= Beginning of Section =

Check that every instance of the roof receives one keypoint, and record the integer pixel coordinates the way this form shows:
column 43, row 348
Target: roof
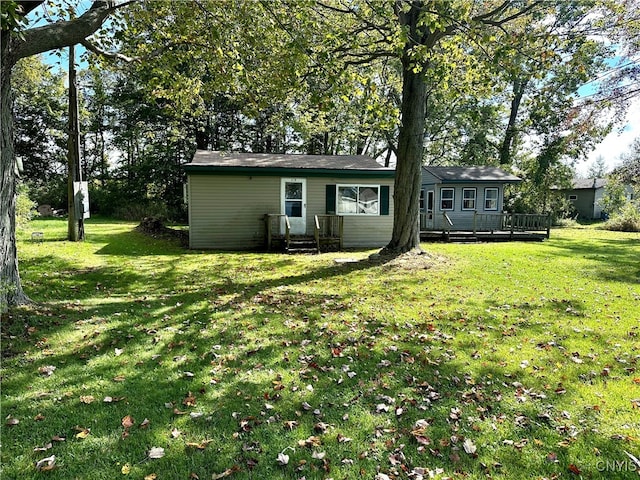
column 588, row 183
column 205, row 161
column 471, row 174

= End of Section =

■ Task goal ■
Set the records down again exactly, with no pictures.

■ Written answer ■
Check that every instance of the roof receives one keypoint, and record the integer pixel coordinates the way this form shows:
column 43, row 348
Target: roof
column 588, row 183
column 205, row 161
column 471, row 174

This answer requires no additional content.